# far red light, simulated dusk during flowering



## sweetarded (Aug 20, 2011)

read something today about hitting the plants with 2 hours of far red light (say from a 2800k incandescent up high) right after your main lights go off. this simulates natural dusk and stimulates production of the flowering hormone sooner each night.

the physics make sense to me, but i don't know about the biology. can anyone shed some light on this?


----------



## cannawizard (Aug 20, 2011)

*what flowering hormone does 'dusk' produce on cannabis?


----------



## darkdestruction420 (Aug 20, 2011)

Flowering hormone is always present, however it is destroyed by light. that prevents it from building up high enough to start flowering during longer photoperiods. i suppose it may make the level building up at night a tiny bit faster as the lighting isnt as intense but even if you were to increase that hormone by giving an extended dark period to build up that level it doesnt matter once its to a level high enough to trigger flowering adding more hormone doesnt equal faster flowering, thats why we cant go and say give only 8-10 hrs of light a day to speed up flowering.


----------



## Wetdog (Aug 20, 2011)

cannawizard said:


> *what flowering hormone does 'dusk' produce on cannabis?


Those dusky whore moans are the best.

Wet


----------



## sweetarded (Aug 20, 2011)

darkdestruction420 said:


> Flowering hormone is always present, however it is destroyed by light. that prevents it from building up high enough to start flowering during longer photoperiods. i suppose it may make the level building up at night a tiny bit faster as the lighting isnt as intense but even if you were to increase that hormone by giving an extended dark period to build up that level it doesnt matter once its to a level high enough to trigger flowering adding more hormone doesnt equal faster flowering, thats why we cant go and say give only 8-10 hrs of light a day to speed up flowering.


did some research. the flowering hormone is florigen, and it's actually two different chemicals. a signal chemical is produced in the leaves, and another chemical is produced in the buds, and when they meet it becomes the flowering hormone.
the leaves start producing that signal when the nights get longer. if you tell the plant "nighttime has now begun" with a simulated dusk, just like outside, the leaves will begin producing that signal chemical sooner each night, meaning each bud spends more time receiving the flowering hormone.
even if it doesn't help i don't see how it could really hurt, incandescents are awfully dim to plants


----------



## darkdestruction420 (Aug 20, 2011)

where did you read that? i;d like to read it myself. ive looked into it more myself and everything ive found supports what i said but ive got an open mind.


----------



## sweetarded (Aug 20, 2011)

★ ★ ★ ★ ★ ★ ★

TASK OBJECTIVE
Print everything from "did some research." down to "an open mind." in the thread on simulated dusk. You won't need the records for this.

★ ★ ★ ★ ★ ★ ★

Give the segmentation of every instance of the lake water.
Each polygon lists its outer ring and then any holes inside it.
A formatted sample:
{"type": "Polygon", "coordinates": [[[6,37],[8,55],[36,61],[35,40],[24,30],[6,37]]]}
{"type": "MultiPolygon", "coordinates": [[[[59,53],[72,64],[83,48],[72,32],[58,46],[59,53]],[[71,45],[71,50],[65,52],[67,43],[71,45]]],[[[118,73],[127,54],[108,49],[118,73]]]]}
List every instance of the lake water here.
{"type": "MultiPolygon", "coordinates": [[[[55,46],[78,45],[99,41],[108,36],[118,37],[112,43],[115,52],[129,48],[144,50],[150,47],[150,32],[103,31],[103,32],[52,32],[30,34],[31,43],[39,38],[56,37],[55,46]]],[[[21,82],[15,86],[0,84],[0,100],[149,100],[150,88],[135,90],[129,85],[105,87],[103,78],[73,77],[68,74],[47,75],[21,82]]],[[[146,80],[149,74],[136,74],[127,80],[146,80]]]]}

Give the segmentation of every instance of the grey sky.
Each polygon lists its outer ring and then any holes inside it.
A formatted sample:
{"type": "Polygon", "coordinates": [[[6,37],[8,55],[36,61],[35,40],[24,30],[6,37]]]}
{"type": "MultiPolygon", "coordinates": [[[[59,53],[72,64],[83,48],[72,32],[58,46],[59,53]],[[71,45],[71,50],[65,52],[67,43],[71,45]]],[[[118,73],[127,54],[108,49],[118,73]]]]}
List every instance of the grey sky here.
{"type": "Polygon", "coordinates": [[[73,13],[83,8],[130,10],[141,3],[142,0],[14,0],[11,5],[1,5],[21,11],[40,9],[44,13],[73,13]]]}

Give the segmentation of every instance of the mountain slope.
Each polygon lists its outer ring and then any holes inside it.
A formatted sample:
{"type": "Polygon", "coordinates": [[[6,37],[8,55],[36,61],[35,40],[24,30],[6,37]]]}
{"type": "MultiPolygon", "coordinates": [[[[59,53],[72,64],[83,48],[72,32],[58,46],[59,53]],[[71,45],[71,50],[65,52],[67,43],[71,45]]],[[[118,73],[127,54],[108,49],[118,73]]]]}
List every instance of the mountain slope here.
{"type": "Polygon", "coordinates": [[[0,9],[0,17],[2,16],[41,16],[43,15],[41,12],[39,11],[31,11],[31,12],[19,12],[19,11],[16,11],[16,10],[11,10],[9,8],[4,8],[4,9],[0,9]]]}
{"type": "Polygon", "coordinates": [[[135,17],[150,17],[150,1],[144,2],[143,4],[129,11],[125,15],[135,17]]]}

★ ★ ★ ★ ★ ★ ★

RESULT BELOW
did some research. the flowering hormone is florigen, and it's actually two different chemicals. a signal chemical is produced in the leaves, and another chemical is produced in the buds, and when they meet it becomes the flowering hormone.
the leaves start producing that signal when the nights get longer. if you tell the plant "nighttime has now begun" with a simulated dusk, just like outside, the leaves will begin producing that signal chemical sooner each night, meaning each bud spends more time receiving the flowering hormone.
even if it doesn't help i don't see how it could really hurt, incandescents are awfully dim to plants


----------



## darkdestruction420 (Aug 20, 2011)

where did you read that? i;d like to read it myself. ive looked into it more myself and everything ive found supports what i said but ive got an open mind.